- **TO BE DONE**: Output the part of the Nehru Place shop thread that runs from "RR systems is" up to and including "cooldip10 (Jul 30, 2008)", copied word for word.

- **ARTICLE**:
=-=-=

# a good shop in delhi nehru place



## navrajyadav (Jul 29, 2008)

friends tell me some good shop in nehru place.


----------



## forever (Jul 30, 2008)

Advantage
Smc International
Thats all you need


----------



## asingh (Jul 30, 2008)

SMC International
B-10 and B-11 Meghdoot Bldg, 94 Nehru Place.

Good for Motherboards, GPU, CPU, Cabinets, RAM


----------



## xbonez (Jul 30, 2008)

my faves, Computer Empire, SMC Intl, RR Systems and Cost to Cost


----------



## asingh (Jul 30, 2008)

RR systems is good too...but one rule for Nehru Place "never listen to the salesmen/saleswomen". Do your own research..from places like this..get the exact part number....and get that part. Never ask "Nehru Placers" for recommendations....!!!!! And at times..they say "do not take a receipt...you can save on VAT". *Carefull...*


----------



## cooldip10 (Jul 30, 2008)

=-=-=

- **ENTRIES PROVIDED**:
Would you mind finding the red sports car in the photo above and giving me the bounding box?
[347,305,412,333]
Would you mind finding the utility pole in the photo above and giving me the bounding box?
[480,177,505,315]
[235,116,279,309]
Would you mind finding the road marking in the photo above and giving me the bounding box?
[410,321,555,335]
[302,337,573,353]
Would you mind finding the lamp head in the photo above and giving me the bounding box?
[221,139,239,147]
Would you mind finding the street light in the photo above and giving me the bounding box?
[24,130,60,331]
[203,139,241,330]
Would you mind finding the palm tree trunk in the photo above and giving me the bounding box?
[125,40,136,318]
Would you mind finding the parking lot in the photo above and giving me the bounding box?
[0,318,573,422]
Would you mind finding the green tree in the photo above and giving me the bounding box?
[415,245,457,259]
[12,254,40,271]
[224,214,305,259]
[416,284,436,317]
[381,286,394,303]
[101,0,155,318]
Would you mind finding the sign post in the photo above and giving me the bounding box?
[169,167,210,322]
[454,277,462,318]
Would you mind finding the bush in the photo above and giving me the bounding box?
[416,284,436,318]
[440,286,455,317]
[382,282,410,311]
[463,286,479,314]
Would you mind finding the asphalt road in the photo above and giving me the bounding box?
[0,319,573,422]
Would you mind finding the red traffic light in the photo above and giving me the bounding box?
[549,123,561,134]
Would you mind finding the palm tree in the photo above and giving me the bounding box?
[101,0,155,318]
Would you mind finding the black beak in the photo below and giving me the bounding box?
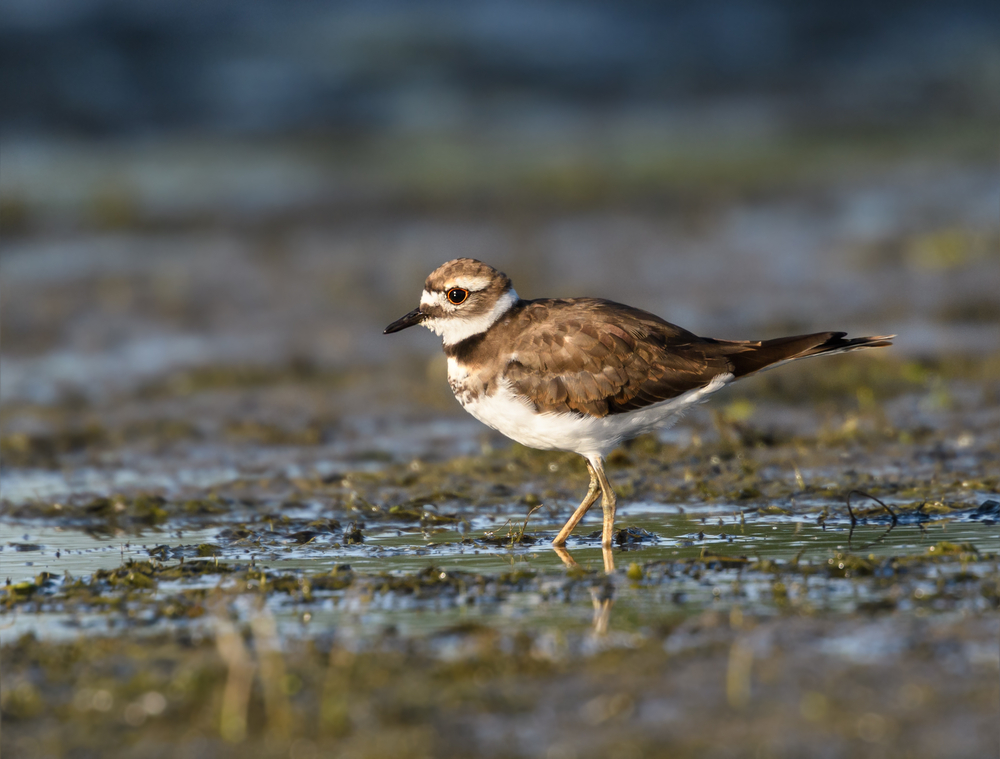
[382,308,427,335]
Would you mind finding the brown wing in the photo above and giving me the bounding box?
[504,298,733,416]
[504,298,890,417]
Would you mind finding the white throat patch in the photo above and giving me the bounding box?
[420,288,520,345]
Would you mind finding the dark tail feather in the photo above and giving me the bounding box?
[726,332,895,377]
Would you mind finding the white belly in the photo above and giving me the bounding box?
[448,361,733,458]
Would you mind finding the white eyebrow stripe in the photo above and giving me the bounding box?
[420,290,444,307]
[449,277,493,290]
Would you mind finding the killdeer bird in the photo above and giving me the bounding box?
[384,258,895,548]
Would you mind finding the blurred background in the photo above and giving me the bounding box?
[0,0,1000,496]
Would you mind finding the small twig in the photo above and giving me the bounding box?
[847,490,899,527]
[511,504,542,543]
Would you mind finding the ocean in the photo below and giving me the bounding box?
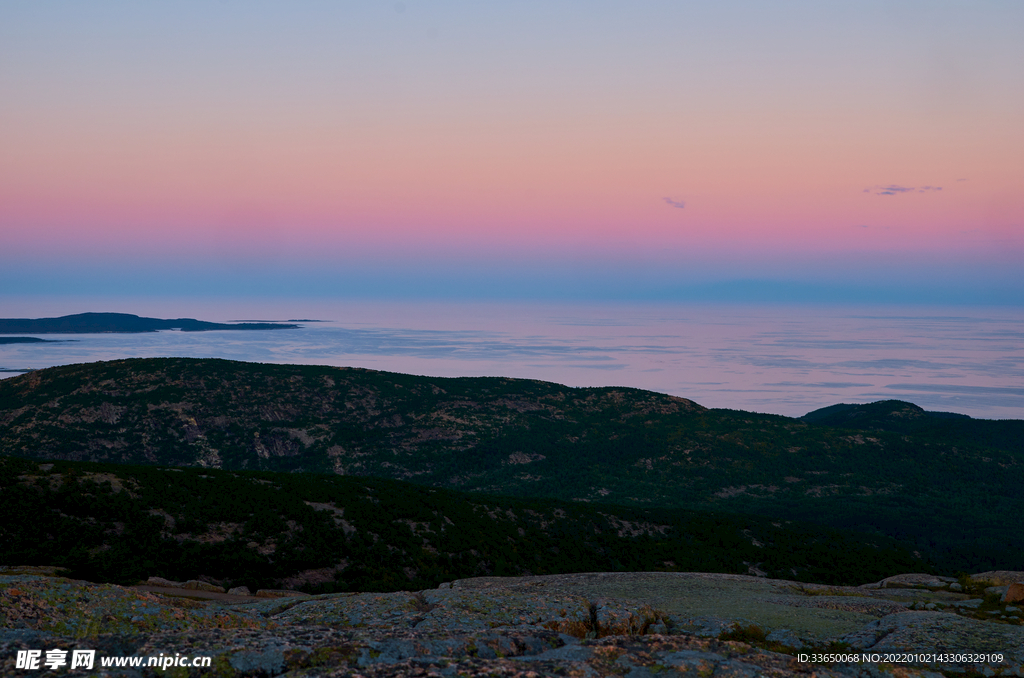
[0,297,1024,419]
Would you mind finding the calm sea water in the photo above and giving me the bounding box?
[0,299,1024,419]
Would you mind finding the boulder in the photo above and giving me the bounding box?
[971,569,1024,586]
[879,573,956,589]
[256,589,310,598]
[145,577,185,589]
[182,579,224,593]
[999,584,1024,603]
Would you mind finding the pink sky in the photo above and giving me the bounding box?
[0,1,1024,301]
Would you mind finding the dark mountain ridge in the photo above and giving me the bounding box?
[0,457,931,592]
[0,358,1024,570]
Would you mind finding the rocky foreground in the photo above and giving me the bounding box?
[0,567,1024,677]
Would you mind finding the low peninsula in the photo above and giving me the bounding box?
[0,313,301,334]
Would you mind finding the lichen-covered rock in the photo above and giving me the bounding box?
[0,573,1024,678]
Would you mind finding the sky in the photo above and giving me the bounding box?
[0,0,1024,306]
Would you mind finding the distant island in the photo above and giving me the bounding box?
[0,313,300,333]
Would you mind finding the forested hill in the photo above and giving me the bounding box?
[6,358,1024,569]
[0,458,930,592]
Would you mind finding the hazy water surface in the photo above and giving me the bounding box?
[0,299,1024,419]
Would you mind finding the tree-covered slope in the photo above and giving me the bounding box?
[0,458,930,592]
[0,358,1024,569]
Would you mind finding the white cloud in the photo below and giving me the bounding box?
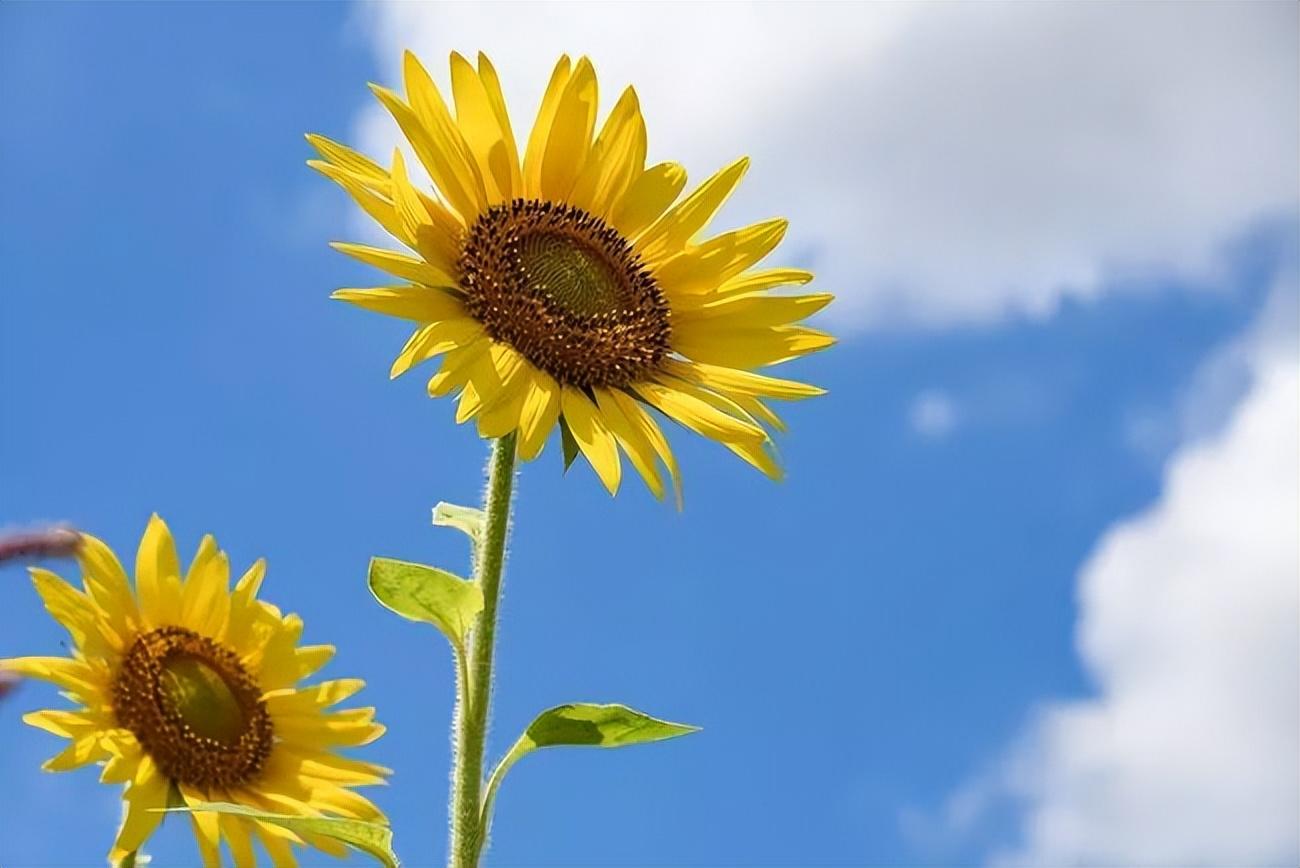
[925,278,1300,865]
[907,389,957,440]
[358,3,1300,325]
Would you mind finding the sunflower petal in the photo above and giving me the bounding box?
[654,220,789,298]
[560,386,623,495]
[593,389,663,500]
[330,286,467,322]
[637,157,749,266]
[307,133,389,185]
[633,383,767,443]
[610,390,683,511]
[611,162,686,238]
[569,87,646,217]
[451,52,519,205]
[519,370,560,461]
[524,55,569,199]
[541,57,598,201]
[672,322,835,368]
[330,242,456,286]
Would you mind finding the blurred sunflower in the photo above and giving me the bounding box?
[308,52,833,500]
[0,516,389,868]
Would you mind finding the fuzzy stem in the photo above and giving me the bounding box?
[449,434,515,868]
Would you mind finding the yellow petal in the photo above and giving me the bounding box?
[654,220,789,298]
[560,386,623,495]
[307,133,389,185]
[77,534,139,637]
[0,657,108,706]
[179,784,221,868]
[294,645,334,681]
[719,268,813,295]
[27,567,95,647]
[569,87,646,217]
[135,513,181,626]
[371,76,482,222]
[451,52,519,205]
[330,242,456,286]
[542,57,598,201]
[478,52,525,196]
[478,365,530,438]
[519,370,560,461]
[109,756,170,864]
[633,383,767,443]
[610,390,683,511]
[263,678,365,715]
[636,157,749,262]
[330,286,467,322]
[664,359,826,400]
[611,162,686,238]
[524,55,569,199]
[389,317,486,379]
[672,321,835,368]
[217,813,257,868]
[252,821,298,868]
[307,160,405,248]
[402,51,488,215]
[673,292,835,329]
[723,440,783,479]
[593,389,663,500]
[181,534,230,637]
[393,148,436,250]
[429,338,491,398]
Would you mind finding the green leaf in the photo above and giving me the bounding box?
[433,502,484,544]
[369,557,484,650]
[166,802,398,868]
[524,703,699,750]
[560,416,581,473]
[480,703,699,841]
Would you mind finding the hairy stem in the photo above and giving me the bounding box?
[449,434,515,868]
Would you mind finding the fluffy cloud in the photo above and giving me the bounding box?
[925,282,1300,865]
[907,389,957,440]
[358,3,1300,325]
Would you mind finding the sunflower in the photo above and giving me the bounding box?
[0,516,389,867]
[308,52,833,499]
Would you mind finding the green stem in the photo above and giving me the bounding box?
[449,434,515,868]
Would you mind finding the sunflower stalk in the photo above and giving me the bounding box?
[449,434,515,868]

=-=-=

- **SOLUTION TO THE EXERCISE**:
RR systems is good too...but one rule for Nehru Place "never listen to the salesmen/saleswomen". Do your own research..from places like this..get the exact part number....and get that part. Never ask "Nehru Placers" for recommendations....!!!!! And at times..they say "do not take a receipt...you can save on VAT". *Carefull...*


----------



## cooldip10 (Jul 30, 2008)